THE EXERCISE — Please give this listing as a CSV with two columns, label_text and points: one row for each labeling line, holding its text and the coordinate lines beneath it, each in one quoted field with line breaks turned into spaces.

GIVEN DATA —
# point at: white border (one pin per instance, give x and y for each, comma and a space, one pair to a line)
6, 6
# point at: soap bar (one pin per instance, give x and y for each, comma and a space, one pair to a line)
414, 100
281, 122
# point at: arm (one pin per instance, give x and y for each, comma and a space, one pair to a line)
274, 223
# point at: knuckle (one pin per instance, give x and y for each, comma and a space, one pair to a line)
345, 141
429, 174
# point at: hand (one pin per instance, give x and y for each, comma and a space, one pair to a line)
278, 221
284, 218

FINISHED TASK —
label_text,points
"# point at: white border (one pin per instance, give x and y for each, comma and a space, one pair to a line)","6, 6"
"# point at: soap bar (one pin per instance, give x and y for each, comma and a space, one pair to a line)","414, 100 281, 122"
"# point at: arm (one pin per instance, give x and y for each, comma and a space, one pair to a line)","274, 223"
"# point at: knuckle (one pin per instance, give x and y for each, comma and a space, one pair to a line)","345, 141 429, 174"
"# point at: hand (one pin per instance, give x and y for each, comma and a space, one pair to a line)","278, 221 284, 218"